SOAL LATIHAN: Tuliskan kembali tanpa perubahan bagian artikel tentang pasar modal di bawah ini, dari "Jangan pula menganggap" sampai dengan "ke tempat lain.", kedua ujungnya ikut disalin.

TEKS YANG DITAMPILKAN:
──────

Pasar Modal, Krisis Politik Ekonomi dan Kebijakan

JAKARTA, investor.id - Bagaimana membaca harga saham yang jatuh dan terjungkal dalam beberapa hari ini? Pertanyaan ini hanya bisa dijawab secara ekonomi politik, sebab faktor yang berpengaruh tidak lain adalah faktor ekonomi politik, yakni gabungan dari ekonomi dan politik.
Biasanya pemerintah baru selalu disambut positif oleh pasar karena pemilihan umum sejatinya adalah penyegaran kepemimpinan. Mayoritas rakyat pemilih mendukung pemerintah baru sebagai kerelaan untuk dipimpin oleh pemimpin yang baru.
Masalah terjadi kalau di atas kertas formal mayoritas mendukung, tetapi proses demokrasinya penuh tekanan, politik uang, dan penyimpangan politik yang memanipulasi rakyat sehingga tidak benar-benar nyata dukungan riilnya. Tapi politik seperti ini adalah yang maksimal dihasilkan oleh suatu sistem pemerintahan dan rakyatnya, yang kemudian diuji dalam perjalanan kepemimpinan dan pemerintahan baru.
Sementara pasar modal adalah alarm atau wake up call terhadap politik dan kebijakan pemerintah. Pertama dan terang benderang, faktor saham yang terjungkal tidak lain adalah faktor politik. Harus dan wajib diingat oleh pemerintah, pemimpin dan pengambil keputusan, lantaran lebih dari dua pertiga dari masalah ekonomi adalah politik. Sebaliknya masalah terbesar dari politik adalah ekonomi.
Semua analis pasti setuju IHSG yang terjungkal kemarin tidak lain karena faktor politik, dimana pasar tidak sreg dan menolak politik ekonomi dan kebijakan yang dilakukan selama ini. Penolakan itu terlihat dari modal yang hengkang dari Indonesia atau memilih instrumen lain yang lebih aman dari pengaruh politik.
Jangan pula menganggap remeh politik TNI yang diolah dan dimasak oleh segelintir orang di dalam kekuasaan, lalu tidak ada hubungan dengan masalah ekonomi. Demokrasi yang dibangun kembali pada masa reformasi setelah jatuh selama 30 tahun dianggap bisa tergelincir dan menjadi trigger kejatuhan demokrasi ke dalam etatisme, militerisme, dwi fungsi dan hal-hal lain yang merusak masa depan demokrasi.
Ekosistem demokrasi sudah rusak semasa Jokowi. Hanya saja, harapan demokrasi bernas lagi di kepemimpinan baru pun tampak suram. Faktor ketidakstabilan ini menjadi trigger pasar menolak dan modal pergi ke tempat lain.
Kondisi IHSG sebagai alarm dan termometer yang mengukur kesehatan ekonomi, memperlihatkan kondisi krisis dengan indeks yang terjungkal dari tahun 2004, 7.163 menjadi 6.146 sekarang, turun lebih dari 11% dalam tiga bulan. Apa yang menyebabkannya? Selain faktor politik, sudah jelas di depan mata adalah kebijakan ekonomi.

──────

[Cuplikan dataset tentang penunjukan objek]
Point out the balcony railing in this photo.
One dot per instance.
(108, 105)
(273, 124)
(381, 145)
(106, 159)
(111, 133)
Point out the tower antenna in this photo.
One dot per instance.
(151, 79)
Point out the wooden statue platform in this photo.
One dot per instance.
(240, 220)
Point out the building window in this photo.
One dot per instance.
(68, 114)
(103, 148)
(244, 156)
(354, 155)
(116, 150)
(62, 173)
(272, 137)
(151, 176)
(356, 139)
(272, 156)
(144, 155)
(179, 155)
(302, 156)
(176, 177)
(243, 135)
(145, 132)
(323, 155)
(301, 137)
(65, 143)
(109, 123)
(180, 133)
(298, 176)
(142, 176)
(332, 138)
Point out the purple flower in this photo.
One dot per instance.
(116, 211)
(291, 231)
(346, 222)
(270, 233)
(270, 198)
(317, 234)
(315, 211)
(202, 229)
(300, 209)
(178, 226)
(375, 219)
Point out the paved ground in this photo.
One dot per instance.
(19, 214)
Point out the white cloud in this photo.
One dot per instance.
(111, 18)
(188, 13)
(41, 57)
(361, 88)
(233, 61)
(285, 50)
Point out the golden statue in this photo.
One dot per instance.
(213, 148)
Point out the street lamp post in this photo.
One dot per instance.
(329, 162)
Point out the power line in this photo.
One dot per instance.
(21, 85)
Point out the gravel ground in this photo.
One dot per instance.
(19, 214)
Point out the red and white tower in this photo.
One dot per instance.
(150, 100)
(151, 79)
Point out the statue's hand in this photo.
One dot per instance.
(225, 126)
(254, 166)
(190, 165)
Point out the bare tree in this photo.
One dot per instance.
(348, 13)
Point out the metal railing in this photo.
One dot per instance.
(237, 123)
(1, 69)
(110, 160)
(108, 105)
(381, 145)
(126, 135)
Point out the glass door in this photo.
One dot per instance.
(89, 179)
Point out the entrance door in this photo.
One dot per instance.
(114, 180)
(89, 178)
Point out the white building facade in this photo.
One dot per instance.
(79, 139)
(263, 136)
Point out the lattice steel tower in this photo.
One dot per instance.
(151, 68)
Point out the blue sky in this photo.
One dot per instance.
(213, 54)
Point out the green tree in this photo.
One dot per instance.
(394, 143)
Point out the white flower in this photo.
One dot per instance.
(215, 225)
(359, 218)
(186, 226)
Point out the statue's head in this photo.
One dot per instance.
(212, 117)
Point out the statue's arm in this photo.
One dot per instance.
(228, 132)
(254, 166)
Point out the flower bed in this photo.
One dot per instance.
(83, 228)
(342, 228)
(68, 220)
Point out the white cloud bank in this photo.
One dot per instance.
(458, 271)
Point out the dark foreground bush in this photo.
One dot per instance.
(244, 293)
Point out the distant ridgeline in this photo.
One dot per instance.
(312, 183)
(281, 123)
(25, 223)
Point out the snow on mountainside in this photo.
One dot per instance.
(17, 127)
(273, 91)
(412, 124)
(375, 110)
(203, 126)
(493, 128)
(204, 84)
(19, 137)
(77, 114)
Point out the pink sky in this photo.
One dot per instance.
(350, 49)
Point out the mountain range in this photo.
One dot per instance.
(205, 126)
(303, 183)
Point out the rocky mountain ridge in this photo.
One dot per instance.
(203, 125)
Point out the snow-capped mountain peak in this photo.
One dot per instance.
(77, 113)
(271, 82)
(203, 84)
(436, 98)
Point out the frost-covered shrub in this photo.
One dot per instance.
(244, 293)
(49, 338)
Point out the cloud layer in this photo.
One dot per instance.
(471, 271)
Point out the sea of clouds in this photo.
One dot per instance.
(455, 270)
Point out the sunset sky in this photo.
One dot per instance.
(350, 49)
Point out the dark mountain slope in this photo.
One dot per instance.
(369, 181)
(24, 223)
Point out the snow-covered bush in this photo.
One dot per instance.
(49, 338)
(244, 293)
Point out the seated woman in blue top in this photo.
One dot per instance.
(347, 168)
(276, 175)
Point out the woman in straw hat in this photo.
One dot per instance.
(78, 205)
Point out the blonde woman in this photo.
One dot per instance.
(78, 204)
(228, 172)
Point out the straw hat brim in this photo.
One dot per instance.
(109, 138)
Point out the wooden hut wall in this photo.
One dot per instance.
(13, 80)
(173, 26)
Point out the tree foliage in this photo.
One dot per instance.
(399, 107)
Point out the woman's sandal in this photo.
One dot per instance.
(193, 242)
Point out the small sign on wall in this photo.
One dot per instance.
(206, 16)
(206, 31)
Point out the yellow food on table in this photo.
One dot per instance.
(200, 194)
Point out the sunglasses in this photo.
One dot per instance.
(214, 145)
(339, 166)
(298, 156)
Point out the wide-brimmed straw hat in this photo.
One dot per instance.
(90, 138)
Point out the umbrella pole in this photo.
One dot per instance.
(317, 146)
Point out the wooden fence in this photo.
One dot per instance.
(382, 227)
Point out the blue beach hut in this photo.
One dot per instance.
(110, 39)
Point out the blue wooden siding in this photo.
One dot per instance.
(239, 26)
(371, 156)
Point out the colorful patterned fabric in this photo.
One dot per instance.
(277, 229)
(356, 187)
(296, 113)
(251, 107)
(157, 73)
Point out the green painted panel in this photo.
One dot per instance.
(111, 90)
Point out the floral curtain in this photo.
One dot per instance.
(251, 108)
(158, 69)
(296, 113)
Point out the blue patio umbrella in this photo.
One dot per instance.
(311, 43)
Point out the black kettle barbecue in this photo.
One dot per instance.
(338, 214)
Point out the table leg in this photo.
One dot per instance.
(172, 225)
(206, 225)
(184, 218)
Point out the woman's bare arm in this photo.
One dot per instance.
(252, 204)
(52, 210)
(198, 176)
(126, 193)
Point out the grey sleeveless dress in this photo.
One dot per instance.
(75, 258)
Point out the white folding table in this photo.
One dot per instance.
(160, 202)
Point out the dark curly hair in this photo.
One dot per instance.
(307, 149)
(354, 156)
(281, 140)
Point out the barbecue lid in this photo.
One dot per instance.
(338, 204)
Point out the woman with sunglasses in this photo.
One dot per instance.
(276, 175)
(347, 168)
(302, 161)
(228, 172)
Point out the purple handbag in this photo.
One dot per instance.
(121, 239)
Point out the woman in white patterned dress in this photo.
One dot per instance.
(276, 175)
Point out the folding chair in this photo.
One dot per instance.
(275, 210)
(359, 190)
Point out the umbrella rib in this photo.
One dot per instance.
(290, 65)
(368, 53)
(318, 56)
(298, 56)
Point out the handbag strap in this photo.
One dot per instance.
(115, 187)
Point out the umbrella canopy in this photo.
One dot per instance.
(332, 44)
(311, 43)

──────

JAWABAN SOAL:
Jangan pula menganggap remeh politik TNI yang diolah dan dimasak oleh segelintir orang di dalam kekuasaan, lalu tidak ada hubungan dengan masalah ekonomi. Demokrasi yang dibangun kembali pada masa reformasi setelah jatuh selama 30 tahun dianggap bisa tergelincir dan menjadi trigger kejatuhan demokrasi ke dalam etatisme, militerisme, dwi fungsi dan hal-hal lain yang merusak masa depan demokrasi.
Ekosistem demokrasi sudah rusak semasa Jokowi. Hanya saja, harapan demokrasi bernas lagi di kepemimpinan baru pun tampak suram. Faktor ketidakstabilan ini menjadi trigger pasar menolak dan modal pergi ke tempat lain.